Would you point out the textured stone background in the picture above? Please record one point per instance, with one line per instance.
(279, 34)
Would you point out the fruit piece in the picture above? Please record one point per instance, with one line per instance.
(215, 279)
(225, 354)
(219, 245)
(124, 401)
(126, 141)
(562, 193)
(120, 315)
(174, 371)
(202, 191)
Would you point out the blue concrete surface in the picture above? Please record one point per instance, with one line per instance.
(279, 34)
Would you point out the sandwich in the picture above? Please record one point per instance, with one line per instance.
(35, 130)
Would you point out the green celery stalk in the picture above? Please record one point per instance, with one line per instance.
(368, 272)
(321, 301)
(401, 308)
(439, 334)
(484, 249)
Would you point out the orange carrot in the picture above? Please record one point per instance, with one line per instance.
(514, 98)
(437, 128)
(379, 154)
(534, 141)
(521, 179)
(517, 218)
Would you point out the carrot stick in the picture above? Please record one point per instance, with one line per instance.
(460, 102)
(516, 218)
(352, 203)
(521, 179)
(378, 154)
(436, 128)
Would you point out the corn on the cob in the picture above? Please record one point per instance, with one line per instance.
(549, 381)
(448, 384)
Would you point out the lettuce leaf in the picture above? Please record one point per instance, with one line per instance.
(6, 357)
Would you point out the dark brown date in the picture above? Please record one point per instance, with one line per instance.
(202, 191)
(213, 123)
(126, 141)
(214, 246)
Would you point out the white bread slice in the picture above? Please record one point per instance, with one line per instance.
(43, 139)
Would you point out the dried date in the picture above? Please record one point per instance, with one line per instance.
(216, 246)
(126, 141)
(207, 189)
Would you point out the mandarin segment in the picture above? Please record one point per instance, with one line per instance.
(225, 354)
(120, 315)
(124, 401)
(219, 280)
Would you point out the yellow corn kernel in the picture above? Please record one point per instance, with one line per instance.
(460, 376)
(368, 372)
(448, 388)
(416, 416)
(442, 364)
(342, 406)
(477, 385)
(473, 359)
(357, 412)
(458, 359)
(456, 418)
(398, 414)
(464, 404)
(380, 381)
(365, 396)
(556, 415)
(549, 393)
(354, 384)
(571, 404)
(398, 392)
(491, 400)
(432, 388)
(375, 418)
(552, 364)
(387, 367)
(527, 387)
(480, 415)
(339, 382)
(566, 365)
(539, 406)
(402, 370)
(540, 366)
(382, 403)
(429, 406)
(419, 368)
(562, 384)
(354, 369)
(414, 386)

# ASSIGNMENT:
Reproduce the data in full, precisely as given.

# OUTPUT:
Would you point out the textured stone background in the picture above? Please record one point per instance, with one line per instance.
(279, 34)
Would you point out the fruit piece in the picture above? Please record one point per instance, with one line per instance.
(215, 279)
(225, 354)
(219, 245)
(124, 401)
(126, 141)
(562, 193)
(120, 315)
(174, 371)
(202, 191)
Would you point out the blue concrete surface in the picture above? Please record one point per instance, with one line per instance.
(279, 34)
Would you point out the sandwich in the picture above? Please record one point per instance, with one line per instance.
(35, 130)
Would you point out the green celery stalk in the picture above? Please record one point per instance, with one line per instance.
(368, 272)
(321, 301)
(401, 308)
(439, 334)
(484, 249)
Would you point out the orange carrot in the picture above? Please record one point per instance, with one line per instance.
(514, 98)
(437, 128)
(379, 154)
(534, 141)
(521, 179)
(517, 218)
Would you point out the carrot stick in the picture above? Please record one point per instance, with one line per instance.
(460, 102)
(516, 218)
(352, 203)
(521, 179)
(378, 154)
(436, 128)
Would you point out the corn on the cob in the picture above? Please record one point per instance, with one line per instance.
(549, 381)
(448, 384)
Would you point out the lettuce leaf in the picture above? Please record one point per instance, with one line per instance.
(6, 357)
Would you point out the dark brown date in the picture above? Please record one point per instance, with one line per instance.
(202, 191)
(213, 123)
(126, 141)
(214, 246)
Would you point out the white bread slice in the picture above? Please record one point per instance, with one line per instance.
(43, 139)
Would you point out the dried date in the picture above? Please record one point per instance, with one line per instance.
(216, 246)
(126, 141)
(207, 189)
Would you point out the mandarin segment in the picture above? Please record one point per instance, with one line per instance.
(225, 354)
(120, 315)
(124, 401)
(219, 280)
Would you point out the yellow corn kernel in the picture above? Please record one point per instance, with one line per instance.
(460, 376)
(368, 372)
(448, 388)
(416, 416)
(442, 364)
(342, 406)
(477, 385)
(473, 359)
(357, 412)
(458, 359)
(456, 418)
(398, 414)
(464, 404)
(380, 381)
(365, 396)
(556, 415)
(549, 393)
(354, 384)
(571, 404)
(398, 392)
(491, 400)
(432, 388)
(375, 418)
(552, 364)
(387, 367)
(527, 387)
(480, 415)
(339, 382)
(566, 365)
(539, 406)
(402, 370)
(540, 366)
(382, 403)
(429, 406)
(419, 368)
(562, 384)
(354, 369)
(414, 386)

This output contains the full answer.